▸ **Dataset records**:

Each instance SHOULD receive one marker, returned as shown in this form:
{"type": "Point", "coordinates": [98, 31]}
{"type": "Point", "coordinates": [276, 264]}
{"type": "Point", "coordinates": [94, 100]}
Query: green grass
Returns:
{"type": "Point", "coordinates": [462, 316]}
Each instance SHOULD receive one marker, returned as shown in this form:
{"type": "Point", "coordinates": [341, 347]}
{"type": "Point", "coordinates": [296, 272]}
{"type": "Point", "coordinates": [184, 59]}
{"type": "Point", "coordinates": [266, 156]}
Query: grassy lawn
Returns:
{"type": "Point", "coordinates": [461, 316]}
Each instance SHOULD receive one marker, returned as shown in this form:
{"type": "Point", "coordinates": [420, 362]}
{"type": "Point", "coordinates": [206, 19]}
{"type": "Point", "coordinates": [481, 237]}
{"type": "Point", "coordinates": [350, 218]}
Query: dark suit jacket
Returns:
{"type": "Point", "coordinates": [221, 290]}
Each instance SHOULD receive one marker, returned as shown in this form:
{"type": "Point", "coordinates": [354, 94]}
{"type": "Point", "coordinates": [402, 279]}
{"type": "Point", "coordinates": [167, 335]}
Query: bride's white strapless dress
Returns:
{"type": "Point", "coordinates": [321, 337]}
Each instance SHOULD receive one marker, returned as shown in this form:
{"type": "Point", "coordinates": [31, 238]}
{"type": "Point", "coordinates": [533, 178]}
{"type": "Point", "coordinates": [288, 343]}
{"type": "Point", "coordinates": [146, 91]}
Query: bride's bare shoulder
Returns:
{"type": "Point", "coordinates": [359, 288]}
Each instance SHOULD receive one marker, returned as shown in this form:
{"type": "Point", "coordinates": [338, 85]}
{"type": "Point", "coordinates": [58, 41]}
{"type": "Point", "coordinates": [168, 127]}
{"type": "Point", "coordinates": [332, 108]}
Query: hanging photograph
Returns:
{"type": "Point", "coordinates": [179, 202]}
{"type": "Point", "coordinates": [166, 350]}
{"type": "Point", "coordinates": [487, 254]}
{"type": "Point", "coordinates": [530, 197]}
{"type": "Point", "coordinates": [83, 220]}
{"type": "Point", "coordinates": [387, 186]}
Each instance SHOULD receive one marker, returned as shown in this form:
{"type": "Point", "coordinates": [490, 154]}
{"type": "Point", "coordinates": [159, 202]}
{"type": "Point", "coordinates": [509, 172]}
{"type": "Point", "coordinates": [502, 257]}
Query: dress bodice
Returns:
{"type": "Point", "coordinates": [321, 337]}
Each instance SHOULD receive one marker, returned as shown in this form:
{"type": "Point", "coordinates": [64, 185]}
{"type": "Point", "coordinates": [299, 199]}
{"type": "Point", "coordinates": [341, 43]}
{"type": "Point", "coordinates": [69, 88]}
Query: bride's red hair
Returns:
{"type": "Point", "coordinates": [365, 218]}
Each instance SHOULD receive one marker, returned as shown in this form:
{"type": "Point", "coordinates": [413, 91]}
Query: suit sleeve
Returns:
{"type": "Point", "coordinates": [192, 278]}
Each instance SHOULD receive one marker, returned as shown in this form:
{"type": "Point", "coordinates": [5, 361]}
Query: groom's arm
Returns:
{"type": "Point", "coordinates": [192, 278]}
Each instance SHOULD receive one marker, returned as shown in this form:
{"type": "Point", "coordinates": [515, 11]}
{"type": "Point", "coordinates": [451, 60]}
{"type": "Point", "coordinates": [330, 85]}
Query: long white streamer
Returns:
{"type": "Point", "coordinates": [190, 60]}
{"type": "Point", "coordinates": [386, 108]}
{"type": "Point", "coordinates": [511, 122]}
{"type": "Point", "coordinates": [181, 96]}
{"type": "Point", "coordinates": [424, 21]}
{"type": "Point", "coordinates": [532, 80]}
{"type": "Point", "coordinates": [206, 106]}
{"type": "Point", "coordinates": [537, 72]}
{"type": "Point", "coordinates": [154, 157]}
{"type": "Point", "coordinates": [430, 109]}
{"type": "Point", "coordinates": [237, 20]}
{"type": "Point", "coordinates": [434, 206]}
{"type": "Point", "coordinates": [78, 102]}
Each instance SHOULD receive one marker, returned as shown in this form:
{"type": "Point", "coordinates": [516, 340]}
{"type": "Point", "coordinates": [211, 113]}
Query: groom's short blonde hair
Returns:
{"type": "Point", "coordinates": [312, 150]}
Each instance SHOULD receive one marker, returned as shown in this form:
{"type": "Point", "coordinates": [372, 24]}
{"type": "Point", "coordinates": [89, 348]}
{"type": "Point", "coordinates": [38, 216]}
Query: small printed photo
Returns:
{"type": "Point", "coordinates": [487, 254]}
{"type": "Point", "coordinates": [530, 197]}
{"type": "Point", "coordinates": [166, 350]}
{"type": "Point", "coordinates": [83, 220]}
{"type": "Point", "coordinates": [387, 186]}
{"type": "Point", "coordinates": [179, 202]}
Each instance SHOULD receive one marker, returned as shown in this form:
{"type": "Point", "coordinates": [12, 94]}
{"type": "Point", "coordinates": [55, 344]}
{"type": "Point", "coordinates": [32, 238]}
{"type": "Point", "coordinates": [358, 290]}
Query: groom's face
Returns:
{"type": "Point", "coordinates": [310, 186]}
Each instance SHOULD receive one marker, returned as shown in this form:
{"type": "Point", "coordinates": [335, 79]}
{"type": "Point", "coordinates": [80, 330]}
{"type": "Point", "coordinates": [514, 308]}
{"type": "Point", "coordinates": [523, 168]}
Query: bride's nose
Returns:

▸ **Exercise objective**: Every single line of the data above must be set down again exactly.

▸ **Answer section**:
Each instance SHOULD receive one marker, returned as shown in this form:
{"type": "Point", "coordinates": [98, 31]}
{"type": "Point", "coordinates": [276, 264]}
{"type": "Point", "coordinates": [94, 100]}
Query: green grass
Returns:
{"type": "Point", "coordinates": [462, 316]}
Each instance SHOULD receive one marker, returned as shown in this form:
{"type": "Point", "coordinates": [341, 347]}
{"type": "Point", "coordinates": [296, 272]}
{"type": "Point", "coordinates": [184, 59]}
{"type": "Point", "coordinates": [266, 156]}
Query: grassy lawn
Returns:
{"type": "Point", "coordinates": [461, 316]}
Each instance SHOULD receive one marker, returned as shown in this form:
{"type": "Point", "coordinates": [420, 362]}
{"type": "Point", "coordinates": [206, 19]}
{"type": "Point", "coordinates": [481, 237]}
{"type": "Point", "coordinates": [350, 218]}
Query: dark suit jacket
Returns:
{"type": "Point", "coordinates": [221, 290]}
Each instance SHOULD receive one marker, returned as shown in this form:
{"type": "Point", "coordinates": [354, 94]}
{"type": "Point", "coordinates": [402, 279]}
{"type": "Point", "coordinates": [167, 335]}
Query: bride's white strapless dress
Returns:
{"type": "Point", "coordinates": [321, 337]}
Each instance SHOULD receive one marker, returned as shown in this form:
{"type": "Point", "coordinates": [31, 238]}
{"type": "Point", "coordinates": [533, 178]}
{"type": "Point", "coordinates": [288, 343]}
{"type": "Point", "coordinates": [146, 91]}
Query: bride's bare shoulder
Returns:
{"type": "Point", "coordinates": [359, 288]}
Each instance SHOULD receive one marker, returned as shown in this form:
{"type": "Point", "coordinates": [338, 85]}
{"type": "Point", "coordinates": [58, 41]}
{"type": "Point", "coordinates": [168, 127]}
{"type": "Point", "coordinates": [332, 108]}
Query: hanging photograph
Returns:
{"type": "Point", "coordinates": [179, 202]}
{"type": "Point", "coordinates": [166, 350]}
{"type": "Point", "coordinates": [487, 254]}
{"type": "Point", "coordinates": [530, 197]}
{"type": "Point", "coordinates": [83, 220]}
{"type": "Point", "coordinates": [387, 186]}
Each instance SHOULD receive one marker, returned as shown in this form:
{"type": "Point", "coordinates": [490, 154]}
{"type": "Point", "coordinates": [159, 202]}
{"type": "Point", "coordinates": [509, 172]}
{"type": "Point", "coordinates": [502, 257]}
Query: dress bodice
Returns:
{"type": "Point", "coordinates": [321, 337]}
Each instance SHOULD receive one marker, returned as shown in this form:
{"type": "Point", "coordinates": [64, 185]}
{"type": "Point", "coordinates": [299, 199]}
{"type": "Point", "coordinates": [341, 43]}
{"type": "Point", "coordinates": [69, 88]}
Query: bride's red hair
Returns:
{"type": "Point", "coordinates": [365, 218]}
Each instance SHOULD receive one marker, returned as shown in this form:
{"type": "Point", "coordinates": [413, 91]}
Query: suit sleeve
Returns:
{"type": "Point", "coordinates": [192, 278]}
Each instance SHOULD receive one marker, returned as shown in this form:
{"type": "Point", "coordinates": [5, 361]}
Query: groom's arm
Returns:
{"type": "Point", "coordinates": [192, 278]}
Each instance SHOULD receive one marker, returned as shown in this form:
{"type": "Point", "coordinates": [515, 11]}
{"type": "Point", "coordinates": [451, 60]}
{"type": "Point", "coordinates": [330, 85]}
Query: long white streamer
Returns:
{"type": "Point", "coordinates": [190, 60]}
{"type": "Point", "coordinates": [386, 108]}
{"type": "Point", "coordinates": [511, 122]}
{"type": "Point", "coordinates": [181, 96]}
{"type": "Point", "coordinates": [424, 21]}
{"type": "Point", "coordinates": [532, 80]}
{"type": "Point", "coordinates": [206, 106]}
{"type": "Point", "coordinates": [537, 72]}
{"type": "Point", "coordinates": [154, 157]}
{"type": "Point", "coordinates": [430, 109]}
{"type": "Point", "coordinates": [237, 20]}
{"type": "Point", "coordinates": [434, 206]}
{"type": "Point", "coordinates": [78, 102]}
Each instance SHOULD receive one marker, returned as shown in this form:
{"type": "Point", "coordinates": [516, 340]}
{"type": "Point", "coordinates": [211, 113]}
Query: groom's short blonde hair
Returns:
{"type": "Point", "coordinates": [312, 150]}
Each instance SHOULD receive one marker, returned as shown in this form:
{"type": "Point", "coordinates": [372, 24]}
{"type": "Point", "coordinates": [89, 348]}
{"type": "Point", "coordinates": [38, 216]}
Query: small printed photo
Returns:
{"type": "Point", "coordinates": [487, 254]}
{"type": "Point", "coordinates": [530, 197]}
{"type": "Point", "coordinates": [166, 350]}
{"type": "Point", "coordinates": [83, 220]}
{"type": "Point", "coordinates": [387, 186]}
{"type": "Point", "coordinates": [179, 202]}
Each instance SHOULD receive one marker, returned as shown in this form:
{"type": "Point", "coordinates": [12, 94]}
{"type": "Point", "coordinates": [55, 344]}
{"type": "Point", "coordinates": [32, 238]}
{"type": "Point", "coordinates": [358, 290]}
Query: groom's face
Returns:
{"type": "Point", "coordinates": [310, 186]}
Each instance SHOULD receive one marker, returned as shown in this form:
{"type": "Point", "coordinates": [335, 79]}
{"type": "Point", "coordinates": [80, 330]}
{"type": "Point", "coordinates": [514, 308]}
{"type": "Point", "coordinates": [523, 168]}
Query: bride's nose
Returns:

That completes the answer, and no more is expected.